_Task requirements_: Count the lines in the data below that contain the word "tower", and reply with that number alone.
# start of Supplied data
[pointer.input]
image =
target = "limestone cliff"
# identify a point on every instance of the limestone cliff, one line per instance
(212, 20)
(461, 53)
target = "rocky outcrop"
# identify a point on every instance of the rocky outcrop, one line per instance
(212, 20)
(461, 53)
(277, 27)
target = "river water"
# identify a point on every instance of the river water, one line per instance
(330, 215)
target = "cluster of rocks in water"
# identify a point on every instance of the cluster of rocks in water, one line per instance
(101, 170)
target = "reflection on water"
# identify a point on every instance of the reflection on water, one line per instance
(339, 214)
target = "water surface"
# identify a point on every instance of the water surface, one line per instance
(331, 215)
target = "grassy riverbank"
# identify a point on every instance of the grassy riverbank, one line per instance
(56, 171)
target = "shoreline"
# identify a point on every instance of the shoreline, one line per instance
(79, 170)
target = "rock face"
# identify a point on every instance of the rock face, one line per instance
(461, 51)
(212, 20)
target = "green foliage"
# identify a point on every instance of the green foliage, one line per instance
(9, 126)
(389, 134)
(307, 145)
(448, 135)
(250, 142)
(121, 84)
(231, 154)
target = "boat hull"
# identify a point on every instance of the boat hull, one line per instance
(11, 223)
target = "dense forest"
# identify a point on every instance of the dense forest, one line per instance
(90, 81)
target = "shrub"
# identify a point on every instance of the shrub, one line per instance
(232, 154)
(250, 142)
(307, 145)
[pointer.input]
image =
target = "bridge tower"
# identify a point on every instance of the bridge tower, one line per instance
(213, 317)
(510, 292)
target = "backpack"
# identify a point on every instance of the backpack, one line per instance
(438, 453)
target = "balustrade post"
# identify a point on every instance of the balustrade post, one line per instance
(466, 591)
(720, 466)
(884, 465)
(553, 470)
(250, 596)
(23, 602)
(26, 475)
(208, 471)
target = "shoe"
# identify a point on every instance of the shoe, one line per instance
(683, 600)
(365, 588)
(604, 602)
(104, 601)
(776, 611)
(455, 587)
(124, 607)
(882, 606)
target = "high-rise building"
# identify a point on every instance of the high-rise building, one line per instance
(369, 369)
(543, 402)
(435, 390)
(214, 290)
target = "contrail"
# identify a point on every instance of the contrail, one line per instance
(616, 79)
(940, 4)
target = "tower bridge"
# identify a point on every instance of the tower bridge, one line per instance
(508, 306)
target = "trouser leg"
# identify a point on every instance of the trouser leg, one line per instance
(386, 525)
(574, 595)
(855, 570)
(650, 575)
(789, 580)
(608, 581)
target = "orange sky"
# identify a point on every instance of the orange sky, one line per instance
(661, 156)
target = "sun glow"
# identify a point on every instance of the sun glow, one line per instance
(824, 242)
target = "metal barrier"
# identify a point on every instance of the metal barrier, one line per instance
# end of Supplied data
_Exercise result_: 4